“We ourselves are maps of strange and sinister districts of towns yet to be constructed…..”
Forgive the indulgence, reader. Our lives are the maps we should make account of, on occasions as fleeting and as fortuitous as this. I am twenty four now, not particularly an age one ever has feelings about. If anything the burden of age is lightest in these noon years. Our projects of early youth start to come to fruition: work, relationships, study, creative channeling of distracted adolescent habits. The fruits of youth come easier and with less trauma theoretically – things groove in whilst responsibilities are supposed to remain less settled. Light, with the pretentious or cynical sophistication of lemon mousse.
That’s the age in theory. If I could quote the age, its complacent and somewhat distracted response (imagine it flicking back its hair, its eyes looking up and right and rubbing its chin guardedly as some quote or truism is plucked from elsewhere – no honestly, those qualities are charming too). That above description doesn’t feel true or real to me. There are no overnight changes – only seasons and colours – and this one is less dark but untethered, effusive, self-consciously naive. But worth noting. Let’s not abandon the enterprise just yet.

====

#### [AIM OF THE TASK]
Write out everything in the passage above about being twenty-four, from "Forgive the indulgence, reader." down to "of lemon mousse.".

Saved entries:
====

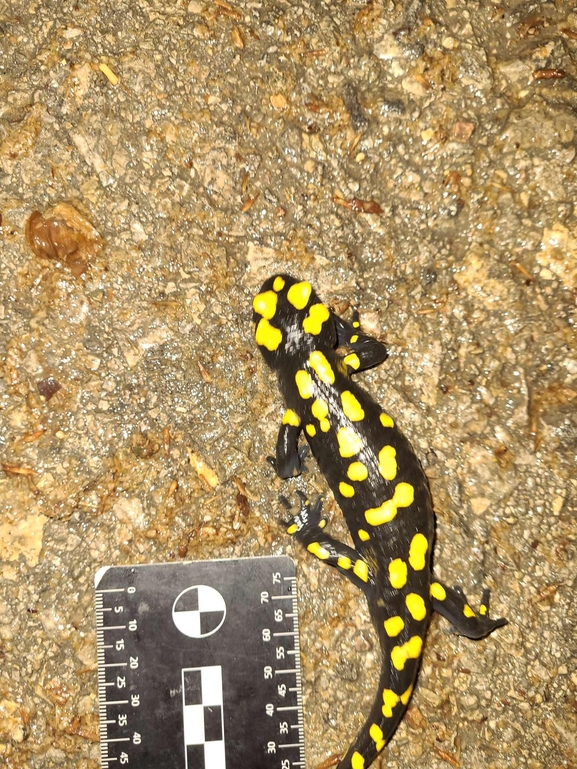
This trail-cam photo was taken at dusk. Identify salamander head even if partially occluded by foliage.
[252,275,336,369]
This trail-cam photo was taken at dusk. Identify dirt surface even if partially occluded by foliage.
[0,0,577,769]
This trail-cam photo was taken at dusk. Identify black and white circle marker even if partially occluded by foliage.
[95,556,305,769]
[172,585,226,638]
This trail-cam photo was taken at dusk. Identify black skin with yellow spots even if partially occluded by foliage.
[253,275,507,769]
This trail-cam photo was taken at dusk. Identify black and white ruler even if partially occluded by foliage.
[95,556,305,769]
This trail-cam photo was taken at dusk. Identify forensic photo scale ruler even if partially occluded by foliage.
[95,556,305,769]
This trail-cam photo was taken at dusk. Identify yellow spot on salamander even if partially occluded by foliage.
[365,481,415,526]
[379,446,397,481]
[401,684,413,705]
[295,368,314,400]
[369,724,385,753]
[337,427,363,458]
[347,462,369,481]
[379,412,395,427]
[282,409,301,427]
[272,275,284,292]
[405,593,427,622]
[287,280,313,310]
[309,350,335,384]
[383,689,400,718]
[307,542,331,561]
[351,750,365,769]
[254,318,282,352]
[409,534,429,571]
[341,390,365,422]
[391,635,423,670]
[252,291,278,320]
[353,559,369,582]
[343,352,361,371]
[339,481,355,499]
[383,616,405,638]
[303,304,331,336]
[389,558,408,590]
[429,582,447,601]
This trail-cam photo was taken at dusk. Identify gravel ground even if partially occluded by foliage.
[0,0,577,769]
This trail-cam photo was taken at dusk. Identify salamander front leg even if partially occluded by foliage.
[273,409,302,478]
[333,310,389,373]
[283,491,375,594]
[430,581,507,639]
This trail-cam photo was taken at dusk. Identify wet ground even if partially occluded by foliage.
[0,0,577,769]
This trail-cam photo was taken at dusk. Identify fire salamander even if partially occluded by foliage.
[253,275,507,769]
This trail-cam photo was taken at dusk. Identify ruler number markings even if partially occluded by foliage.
[96,557,305,769]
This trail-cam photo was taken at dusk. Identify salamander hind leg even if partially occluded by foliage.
[283,491,374,594]
[430,580,507,639]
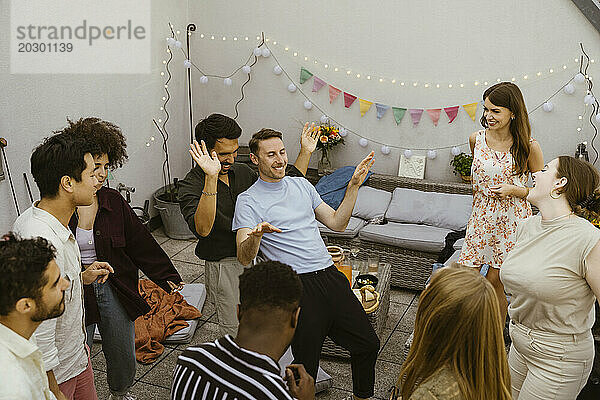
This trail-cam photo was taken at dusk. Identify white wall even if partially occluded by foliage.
[0,0,190,232]
[0,0,600,231]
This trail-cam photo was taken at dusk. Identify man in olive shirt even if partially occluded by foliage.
[179,114,319,336]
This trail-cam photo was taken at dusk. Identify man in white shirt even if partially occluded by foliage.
[13,133,113,400]
[0,235,69,400]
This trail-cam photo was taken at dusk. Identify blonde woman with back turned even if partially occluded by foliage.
[399,266,511,400]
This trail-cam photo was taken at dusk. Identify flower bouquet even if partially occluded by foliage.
[317,124,344,174]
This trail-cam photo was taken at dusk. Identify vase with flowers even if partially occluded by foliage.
[317,124,344,175]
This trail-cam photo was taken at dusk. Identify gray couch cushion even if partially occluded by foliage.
[317,217,366,239]
[385,188,473,231]
[352,186,392,221]
[358,222,451,253]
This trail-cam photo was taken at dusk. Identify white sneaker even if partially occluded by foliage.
[108,392,137,400]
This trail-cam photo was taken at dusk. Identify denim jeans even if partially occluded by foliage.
[86,283,136,395]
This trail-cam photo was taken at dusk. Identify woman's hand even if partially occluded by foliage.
[489,183,517,200]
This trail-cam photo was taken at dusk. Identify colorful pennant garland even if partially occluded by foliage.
[300,67,479,126]
[408,108,423,126]
[313,76,327,92]
[344,92,356,108]
[375,103,390,119]
[358,99,373,117]
[444,106,459,124]
[463,103,479,121]
[392,107,406,125]
[329,85,342,104]
[427,108,442,126]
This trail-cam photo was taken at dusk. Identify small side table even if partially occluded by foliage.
[321,262,392,359]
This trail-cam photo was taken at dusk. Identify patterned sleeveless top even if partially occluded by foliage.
[458,130,533,268]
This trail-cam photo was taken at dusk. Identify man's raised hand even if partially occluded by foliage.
[189,140,221,176]
[248,222,281,237]
[300,122,321,153]
[350,152,375,186]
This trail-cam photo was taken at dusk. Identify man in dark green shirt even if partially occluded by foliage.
[179,114,319,336]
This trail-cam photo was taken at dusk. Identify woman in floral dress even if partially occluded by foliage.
[458,82,544,320]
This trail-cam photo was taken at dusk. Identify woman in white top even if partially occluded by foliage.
[500,156,600,400]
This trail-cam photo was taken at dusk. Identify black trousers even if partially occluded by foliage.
[292,266,379,398]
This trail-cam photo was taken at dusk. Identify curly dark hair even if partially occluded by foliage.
[56,117,128,169]
[240,261,302,312]
[194,114,242,150]
[30,133,98,198]
[0,233,56,315]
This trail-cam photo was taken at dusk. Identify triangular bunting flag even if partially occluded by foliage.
[313,76,327,92]
[344,92,356,108]
[408,108,423,126]
[300,67,312,83]
[358,99,373,117]
[427,108,442,126]
[444,106,460,124]
[463,103,479,121]
[329,85,342,104]
[375,103,390,119]
[392,107,406,125]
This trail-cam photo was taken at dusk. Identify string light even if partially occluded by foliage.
[185,31,580,88]
[164,37,589,158]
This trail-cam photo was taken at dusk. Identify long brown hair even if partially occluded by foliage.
[480,82,531,175]
[400,266,511,400]
[556,156,600,220]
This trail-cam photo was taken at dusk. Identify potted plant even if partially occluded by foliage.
[317,123,344,175]
[450,153,473,182]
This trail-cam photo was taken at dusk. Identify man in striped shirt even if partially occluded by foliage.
[171,261,315,400]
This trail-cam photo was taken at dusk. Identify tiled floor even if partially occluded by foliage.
[92,230,418,400]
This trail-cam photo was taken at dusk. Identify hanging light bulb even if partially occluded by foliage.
[583,94,596,106]
[563,83,575,94]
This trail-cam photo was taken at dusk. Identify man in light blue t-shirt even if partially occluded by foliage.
[232,129,379,399]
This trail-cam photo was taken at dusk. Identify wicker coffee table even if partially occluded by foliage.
[321,261,392,359]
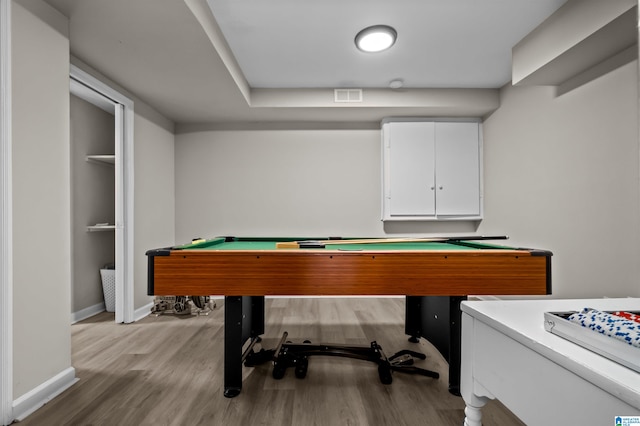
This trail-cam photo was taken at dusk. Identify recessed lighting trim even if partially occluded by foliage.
[355,25,398,52]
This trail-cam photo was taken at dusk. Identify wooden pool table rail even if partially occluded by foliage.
[147,249,551,296]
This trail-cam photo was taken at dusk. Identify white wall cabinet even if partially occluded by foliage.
[382,121,482,220]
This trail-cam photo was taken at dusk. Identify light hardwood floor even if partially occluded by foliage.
[20,298,523,426]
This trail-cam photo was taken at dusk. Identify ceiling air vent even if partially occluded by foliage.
[333,89,362,102]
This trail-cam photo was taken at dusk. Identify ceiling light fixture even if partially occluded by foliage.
[356,25,398,52]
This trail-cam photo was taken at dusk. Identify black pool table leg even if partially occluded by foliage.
[224,296,242,398]
[224,296,264,398]
[405,296,467,396]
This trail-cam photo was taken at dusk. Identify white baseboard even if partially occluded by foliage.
[133,302,153,322]
[71,302,106,324]
[13,367,79,421]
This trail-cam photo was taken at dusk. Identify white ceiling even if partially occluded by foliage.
[40,0,565,124]
[207,0,565,88]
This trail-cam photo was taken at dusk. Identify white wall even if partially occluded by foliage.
[175,130,383,242]
[175,62,640,297]
[12,1,71,398]
[134,102,175,313]
[479,61,640,297]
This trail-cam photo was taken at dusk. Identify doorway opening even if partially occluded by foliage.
[70,65,134,323]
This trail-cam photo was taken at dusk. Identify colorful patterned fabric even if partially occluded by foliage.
[567,308,640,348]
[613,311,640,322]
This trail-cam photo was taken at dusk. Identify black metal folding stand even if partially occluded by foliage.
[224,296,458,398]
[245,331,440,385]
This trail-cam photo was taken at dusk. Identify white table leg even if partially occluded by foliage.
[464,404,482,426]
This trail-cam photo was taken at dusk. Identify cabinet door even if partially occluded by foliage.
[388,122,436,216]
[435,123,480,216]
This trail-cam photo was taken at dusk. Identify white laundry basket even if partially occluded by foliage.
[100,269,116,312]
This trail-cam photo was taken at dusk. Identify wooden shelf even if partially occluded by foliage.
[86,155,116,165]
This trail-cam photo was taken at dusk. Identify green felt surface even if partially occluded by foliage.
[176,237,510,251]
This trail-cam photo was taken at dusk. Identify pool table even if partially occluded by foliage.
[146,237,552,397]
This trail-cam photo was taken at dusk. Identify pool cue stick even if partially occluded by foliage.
[276,235,509,249]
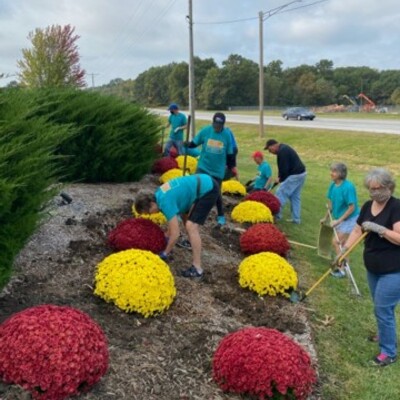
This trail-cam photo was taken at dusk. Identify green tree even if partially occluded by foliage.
[17,25,85,88]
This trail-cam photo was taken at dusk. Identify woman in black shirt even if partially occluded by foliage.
[342,168,400,366]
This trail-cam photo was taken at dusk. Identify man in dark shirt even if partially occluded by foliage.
[264,139,307,224]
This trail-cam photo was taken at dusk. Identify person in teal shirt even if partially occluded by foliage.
[163,103,187,157]
[135,174,220,279]
[321,162,360,278]
[187,112,236,225]
[246,151,272,192]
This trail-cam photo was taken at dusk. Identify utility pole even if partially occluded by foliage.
[186,0,196,139]
[258,11,264,138]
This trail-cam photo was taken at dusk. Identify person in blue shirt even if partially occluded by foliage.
[163,103,187,157]
[321,162,360,278]
[135,174,220,279]
[187,112,236,225]
[246,151,272,192]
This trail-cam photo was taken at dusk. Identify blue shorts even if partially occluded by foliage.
[336,214,358,235]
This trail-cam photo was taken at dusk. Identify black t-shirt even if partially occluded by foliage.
[277,143,306,182]
[357,197,400,274]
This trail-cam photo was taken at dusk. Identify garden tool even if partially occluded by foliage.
[326,205,361,296]
[290,232,369,303]
[183,115,192,176]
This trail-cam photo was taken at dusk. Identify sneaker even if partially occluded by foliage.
[176,239,192,250]
[372,353,397,367]
[217,215,226,226]
[331,269,346,278]
[181,265,204,280]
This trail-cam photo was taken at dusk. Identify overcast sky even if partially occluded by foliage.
[0,0,400,86]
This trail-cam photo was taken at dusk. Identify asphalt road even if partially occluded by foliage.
[152,109,400,135]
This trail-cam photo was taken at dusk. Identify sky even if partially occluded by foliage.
[0,0,400,87]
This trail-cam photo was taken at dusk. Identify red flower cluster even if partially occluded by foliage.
[243,190,281,215]
[213,327,316,400]
[0,305,108,400]
[240,224,290,257]
[151,157,178,174]
[108,218,167,254]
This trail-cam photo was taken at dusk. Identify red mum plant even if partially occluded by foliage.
[213,327,316,400]
[152,157,178,174]
[244,190,281,215]
[240,224,290,257]
[108,218,167,254]
[0,305,108,400]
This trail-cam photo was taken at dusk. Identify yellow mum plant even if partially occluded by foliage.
[221,179,247,196]
[94,249,176,318]
[176,156,197,174]
[239,252,298,297]
[231,200,274,223]
[132,206,167,225]
[160,168,183,183]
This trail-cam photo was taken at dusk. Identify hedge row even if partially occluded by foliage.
[0,89,160,288]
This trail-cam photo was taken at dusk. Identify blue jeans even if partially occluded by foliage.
[163,138,184,157]
[275,172,307,224]
[367,271,400,357]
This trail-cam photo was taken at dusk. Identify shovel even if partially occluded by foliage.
[290,232,369,303]
[327,206,361,296]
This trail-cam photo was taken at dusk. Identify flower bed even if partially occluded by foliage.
[132,205,167,225]
[160,168,183,183]
[244,190,281,215]
[152,157,178,174]
[94,250,176,318]
[221,179,246,196]
[239,252,298,297]
[212,327,316,400]
[0,305,108,400]
[176,155,197,174]
[108,218,167,254]
[240,224,290,257]
[231,200,274,224]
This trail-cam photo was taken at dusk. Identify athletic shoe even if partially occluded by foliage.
[176,239,192,250]
[217,215,226,226]
[331,269,346,278]
[372,353,397,367]
[181,265,204,281]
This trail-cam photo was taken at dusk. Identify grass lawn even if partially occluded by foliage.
[229,124,400,400]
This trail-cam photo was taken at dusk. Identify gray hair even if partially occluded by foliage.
[135,190,156,214]
[364,168,396,193]
[330,163,347,180]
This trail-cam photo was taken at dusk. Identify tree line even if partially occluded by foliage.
[96,54,400,110]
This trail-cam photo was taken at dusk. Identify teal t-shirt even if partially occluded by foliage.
[155,174,213,221]
[168,113,187,140]
[254,161,272,189]
[326,179,360,219]
[193,125,233,179]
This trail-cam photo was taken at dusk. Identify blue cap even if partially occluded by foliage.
[168,103,179,111]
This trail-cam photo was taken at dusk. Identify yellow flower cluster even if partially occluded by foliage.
[94,249,176,318]
[160,168,183,183]
[176,156,197,174]
[221,179,247,196]
[132,206,167,225]
[232,200,274,223]
[239,252,298,297]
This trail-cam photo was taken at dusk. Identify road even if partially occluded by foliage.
[152,109,400,135]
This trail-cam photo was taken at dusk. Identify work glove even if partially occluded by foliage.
[331,246,348,270]
[361,221,387,236]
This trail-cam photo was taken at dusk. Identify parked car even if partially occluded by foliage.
[282,107,315,121]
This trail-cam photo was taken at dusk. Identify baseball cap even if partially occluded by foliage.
[213,113,226,125]
[252,150,264,158]
[264,139,278,150]
[168,103,179,111]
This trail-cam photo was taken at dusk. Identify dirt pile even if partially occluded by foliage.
[0,176,316,400]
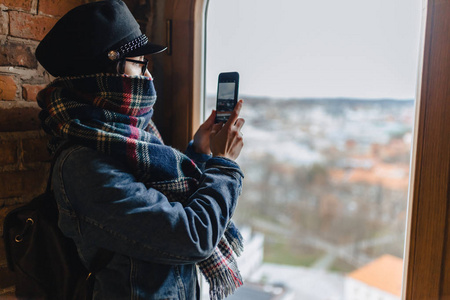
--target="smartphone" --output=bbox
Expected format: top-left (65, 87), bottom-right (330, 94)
top-left (216, 72), bottom-right (239, 123)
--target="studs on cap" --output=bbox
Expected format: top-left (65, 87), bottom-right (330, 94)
top-left (108, 50), bottom-right (120, 60)
top-left (108, 34), bottom-right (148, 60)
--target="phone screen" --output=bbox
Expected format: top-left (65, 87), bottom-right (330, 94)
top-left (216, 75), bottom-right (238, 123)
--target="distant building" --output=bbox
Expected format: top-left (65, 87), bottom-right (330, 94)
top-left (345, 254), bottom-right (403, 300)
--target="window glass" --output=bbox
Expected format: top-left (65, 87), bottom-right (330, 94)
top-left (205, 0), bottom-right (422, 299)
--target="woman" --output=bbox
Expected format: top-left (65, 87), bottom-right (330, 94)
top-left (36, 0), bottom-right (244, 299)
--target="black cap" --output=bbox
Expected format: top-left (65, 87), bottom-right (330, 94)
top-left (36, 0), bottom-right (166, 76)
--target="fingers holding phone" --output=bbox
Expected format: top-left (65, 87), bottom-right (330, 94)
top-left (210, 100), bottom-right (245, 160)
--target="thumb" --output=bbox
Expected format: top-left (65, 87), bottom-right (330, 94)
top-left (210, 122), bottom-right (223, 135)
top-left (205, 109), bottom-right (216, 125)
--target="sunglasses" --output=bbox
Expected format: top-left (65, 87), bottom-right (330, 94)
top-left (121, 58), bottom-right (148, 75)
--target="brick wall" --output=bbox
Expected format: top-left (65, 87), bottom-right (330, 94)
top-left (0, 0), bottom-right (153, 299)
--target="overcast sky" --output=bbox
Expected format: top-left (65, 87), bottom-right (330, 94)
top-left (206, 0), bottom-right (422, 99)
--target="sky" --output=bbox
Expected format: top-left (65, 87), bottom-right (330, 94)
top-left (206, 0), bottom-right (422, 99)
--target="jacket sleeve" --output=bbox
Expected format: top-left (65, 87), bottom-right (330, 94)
top-left (53, 148), bottom-right (243, 264)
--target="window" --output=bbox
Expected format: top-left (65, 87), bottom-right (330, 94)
top-left (153, 0), bottom-right (450, 300)
top-left (205, 0), bottom-right (421, 297)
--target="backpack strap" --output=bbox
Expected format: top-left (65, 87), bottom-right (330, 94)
top-left (46, 142), bottom-right (114, 292)
top-left (45, 142), bottom-right (74, 194)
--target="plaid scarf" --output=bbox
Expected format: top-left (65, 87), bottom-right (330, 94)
top-left (38, 74), bottom-right (243, 299)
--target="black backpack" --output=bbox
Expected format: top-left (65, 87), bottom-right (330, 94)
top-left (3, 144), bottom-right (113, 300)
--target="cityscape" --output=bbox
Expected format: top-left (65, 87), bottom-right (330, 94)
top-left (206, 96), bottom-right (415, 300)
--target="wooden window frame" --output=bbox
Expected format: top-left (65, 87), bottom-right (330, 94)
top-left (155, 0), bottom-right (450, 300)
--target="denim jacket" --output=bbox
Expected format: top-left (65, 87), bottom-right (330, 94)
top-left (52, 144), bottom-right (243, 300)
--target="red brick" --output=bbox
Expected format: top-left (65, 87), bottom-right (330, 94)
top-left (9, 11), bottom-right (57, 41)
top-left (39, 0), bottom-right (86, 17)
top-left (0, 10), bottom-right (9, 35)
top-left (0, 75), bottom-right (17, 100)
top-left (0, 141), bottom-right (19, 166)
top-left (0, 168), bottom-right (48, 200)
top-left (22, 138), bottom-right (50, 164)
top-left (0, 101), bottom-right (41, 132)
top-left (0, 40), bottom-right (37, 69)
top-left (22, 84), bottom-right (45, 101)
top-left (2, 0), bottom-right (33, 11)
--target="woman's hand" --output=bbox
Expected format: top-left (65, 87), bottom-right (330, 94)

====

#### [SOLUTION TO THE PROBLEM]
Forgive the indulgence, reader. Our lives are the maps we should make account of, on occasions as fleeting and as fortuitous as this. I am twenty four now, not particularly an age one ever has feelings about. If anything the burden of age is lightest in these noon years. Our projects of early youth start to come to fruition: work, relationships, study, creative channeling of distracted adolescent habits. The fruits of youth come easier and with less trauma theoretically – things groove in whilst responsibilities are supposed to remain less settled. Light, with the pretentious or cynical sophistication of lemon mousse.